Bronfragment:
Verslag ronde 6

Op de wip

Ook na afgelopen zaterdag zit ons tweede team, ondanks een gelijk spel, nog op de degradatie-wip. We hadden stiekum meer verwacht, maar of we dit ook verdienden?

Lees en huiver!

Om te beginnen: mijn kwaliteiten als verslaggever zijn matig, want ik had meer dan genoeg aan mijn eigen partij, en bovendien werd pas een dag later besloten dat ik uw verslaggever zou zijn.

Voerendaal is een grote club, met dus veel keus in de opstelling : tot dusver hebben in dit seizoen maar liefst 17 verschillende spelers al een plekje gehad in Voerendaal 3. Daarbij valt op dat er allerminst in ratingvolgorde wordt gespeeld: veelal neemt een eenmalige invaller
met soms minder dan ELO1900 op het eerste bord plaats om vervolgens meestal weg te komen met een half punt. Wat hiervan te denken? In elk geval niet onderschatten! Want naast evenveel matchpunten bedroeg het verschil met ons team slechts een half bordpunt.

In speelsterkte was er vandaag slechts 26 punten gemiddeld verschil in ons voordeel. En alleen de winnaar van deze wedstrijd zou het degradatiespook niet meer aan zijn bed hoeven te zien.

Al gauw bleek dat er overal behoorlijk hard werd gevochten, maar nergens duidelijk in ons voordeel. Twan zat al gauw tegen een stelling aan te kijken waarin volgens zijn zeggen alleen zijn tegenstander kansen had. En dat bleek ook.

JanV kreeg aan het eerste bord tegen zijn op papier zwakkere tegenstander geen andere kansen dan die op grootscheepse afruil, waarna hij het nog een tijdje in een lopereindspel nog vergeefs probeerde. Zou dat het resultaat van Voerendaalse team-openings-training zijn? Je zou het haast denken, want ook in de staart van het team ging het zo dat de opening door de tegenstanders bepaald werd : bij Jeroen volgde na de eerste siciliaanse zet a3 en b4; bij mij in dezelfde opening a6 en b5. Daarover later meer, want dit waren de partijen die nog volop bezig waren toen onze achterstand was opgelopen tot 4-2 ! Hoe kon dit gebeuren?

Gegevensregels:
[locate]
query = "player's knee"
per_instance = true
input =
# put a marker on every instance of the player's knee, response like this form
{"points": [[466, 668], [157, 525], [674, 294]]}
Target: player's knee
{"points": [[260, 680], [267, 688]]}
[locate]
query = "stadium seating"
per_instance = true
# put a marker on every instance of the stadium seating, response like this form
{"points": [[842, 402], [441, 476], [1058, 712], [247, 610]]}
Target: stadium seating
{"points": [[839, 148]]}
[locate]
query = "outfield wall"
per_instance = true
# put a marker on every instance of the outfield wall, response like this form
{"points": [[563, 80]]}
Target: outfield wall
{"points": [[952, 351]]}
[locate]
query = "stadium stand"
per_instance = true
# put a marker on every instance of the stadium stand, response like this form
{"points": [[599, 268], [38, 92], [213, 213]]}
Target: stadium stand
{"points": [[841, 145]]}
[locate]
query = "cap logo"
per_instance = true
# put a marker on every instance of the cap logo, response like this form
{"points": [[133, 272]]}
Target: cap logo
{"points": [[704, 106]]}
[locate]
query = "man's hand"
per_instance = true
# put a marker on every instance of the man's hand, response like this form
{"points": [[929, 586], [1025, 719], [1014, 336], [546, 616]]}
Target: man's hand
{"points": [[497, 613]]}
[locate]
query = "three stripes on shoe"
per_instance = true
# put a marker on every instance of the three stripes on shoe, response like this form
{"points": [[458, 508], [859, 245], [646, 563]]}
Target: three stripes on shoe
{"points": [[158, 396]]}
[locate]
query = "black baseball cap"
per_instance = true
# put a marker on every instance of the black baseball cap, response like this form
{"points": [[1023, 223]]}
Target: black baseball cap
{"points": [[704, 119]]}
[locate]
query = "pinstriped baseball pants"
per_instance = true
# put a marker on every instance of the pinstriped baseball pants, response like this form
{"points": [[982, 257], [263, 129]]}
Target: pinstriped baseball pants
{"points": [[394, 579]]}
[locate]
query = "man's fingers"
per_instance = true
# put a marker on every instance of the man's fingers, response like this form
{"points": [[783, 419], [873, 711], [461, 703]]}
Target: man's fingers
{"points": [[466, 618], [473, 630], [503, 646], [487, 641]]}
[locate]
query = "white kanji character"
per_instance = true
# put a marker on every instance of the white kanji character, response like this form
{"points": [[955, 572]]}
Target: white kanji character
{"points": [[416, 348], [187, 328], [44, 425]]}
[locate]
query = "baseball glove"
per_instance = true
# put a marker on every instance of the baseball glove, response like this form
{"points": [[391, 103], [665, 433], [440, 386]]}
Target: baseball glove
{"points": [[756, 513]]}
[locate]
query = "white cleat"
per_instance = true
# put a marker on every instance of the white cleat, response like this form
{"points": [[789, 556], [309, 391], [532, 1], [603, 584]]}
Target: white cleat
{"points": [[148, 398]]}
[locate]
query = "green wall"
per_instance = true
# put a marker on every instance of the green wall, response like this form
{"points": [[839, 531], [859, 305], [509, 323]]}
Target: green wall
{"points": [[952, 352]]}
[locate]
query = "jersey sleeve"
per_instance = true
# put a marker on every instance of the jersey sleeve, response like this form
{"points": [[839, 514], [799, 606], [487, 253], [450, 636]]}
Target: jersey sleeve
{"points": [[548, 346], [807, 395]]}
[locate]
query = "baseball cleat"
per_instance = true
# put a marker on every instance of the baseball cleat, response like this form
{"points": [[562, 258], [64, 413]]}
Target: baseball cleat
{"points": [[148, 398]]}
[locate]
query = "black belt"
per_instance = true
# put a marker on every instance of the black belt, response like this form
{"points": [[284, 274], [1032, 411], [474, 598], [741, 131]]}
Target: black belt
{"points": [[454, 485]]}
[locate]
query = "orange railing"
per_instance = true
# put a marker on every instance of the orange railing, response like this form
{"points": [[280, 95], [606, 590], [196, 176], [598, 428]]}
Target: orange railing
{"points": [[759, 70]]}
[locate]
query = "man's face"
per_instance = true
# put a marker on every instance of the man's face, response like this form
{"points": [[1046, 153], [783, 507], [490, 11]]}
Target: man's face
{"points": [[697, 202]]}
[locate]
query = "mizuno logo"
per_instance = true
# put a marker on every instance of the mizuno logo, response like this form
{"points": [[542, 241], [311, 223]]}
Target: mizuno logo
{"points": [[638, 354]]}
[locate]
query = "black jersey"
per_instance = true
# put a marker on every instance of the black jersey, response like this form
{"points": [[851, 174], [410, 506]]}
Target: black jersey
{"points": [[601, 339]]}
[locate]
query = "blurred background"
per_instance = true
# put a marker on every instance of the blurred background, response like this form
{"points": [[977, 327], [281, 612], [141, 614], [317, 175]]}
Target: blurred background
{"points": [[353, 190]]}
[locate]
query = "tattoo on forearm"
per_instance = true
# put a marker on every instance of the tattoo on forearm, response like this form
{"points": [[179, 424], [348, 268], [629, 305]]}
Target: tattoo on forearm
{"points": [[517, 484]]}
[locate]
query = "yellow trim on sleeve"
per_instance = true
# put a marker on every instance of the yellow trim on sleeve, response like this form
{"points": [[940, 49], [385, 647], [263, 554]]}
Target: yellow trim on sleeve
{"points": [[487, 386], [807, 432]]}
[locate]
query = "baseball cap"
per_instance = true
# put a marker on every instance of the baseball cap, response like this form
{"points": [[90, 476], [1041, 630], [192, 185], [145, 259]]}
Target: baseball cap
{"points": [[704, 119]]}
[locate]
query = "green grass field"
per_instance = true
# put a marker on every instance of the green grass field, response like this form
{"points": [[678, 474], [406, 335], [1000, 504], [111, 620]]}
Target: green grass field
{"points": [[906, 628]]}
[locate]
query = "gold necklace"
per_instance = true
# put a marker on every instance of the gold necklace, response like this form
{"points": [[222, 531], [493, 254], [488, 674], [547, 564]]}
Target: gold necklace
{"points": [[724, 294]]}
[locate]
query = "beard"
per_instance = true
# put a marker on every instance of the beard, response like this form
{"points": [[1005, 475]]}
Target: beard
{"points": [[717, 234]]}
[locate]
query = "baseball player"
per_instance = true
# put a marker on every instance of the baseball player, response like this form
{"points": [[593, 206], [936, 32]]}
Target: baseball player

Uit te voeren taken:
(a) Hoeveel verschillende spelers zijn er volgens het wedstrijdverslag dit seizoen al in Voerendaal 3 uitgekomen?
(b) Geef het wedstrijdverslag opnieuw weer van "Ook na afgelopen" tot en met "een half bordpunt.". Vervang daarin "verslaggever" overal door "schrijver".
Baseer je uitsluitend op het wedstrijdverslag.

Oplossingen:
(a) Zeventien verschillende spelers.

(b)
Ook na afgelopen zaterdag zit ons tweede team, ondanks een gelijk spel, nog op de degradatie-wip. We hadden stiekum meer verwacht, maar of we dit ook verdienden?

Lees en huiver!

Om te beginnen: mijn kwaliteiten als schrijver zijn matig, want ik had meer dan genoeg aan mijn eigen partij, en bovendien werd pas een dag later besloten dat ik uw schrijver zou zijn.

Voerendaal is een grote club, met dus veel keus in de opstelling : tot dusver hebben in dit seizoen maar liefst 17 verschillende spelers al een plekje gehad in Voerendaal 3. Daarbij valt op dat er allerminst in ratingvolgorde wordt gespeeld: veelal neemt een eenmalige invaller
met soms minder dan ELO1900 op het eerste bord plaats om vervolgens meestal weg te komen met een half punt. Wat hiervan te denken? In elk geval niet onderschatten! Want naast evenveel matchpunten bedroeg het verschil met ons team slechts een half bordpunt.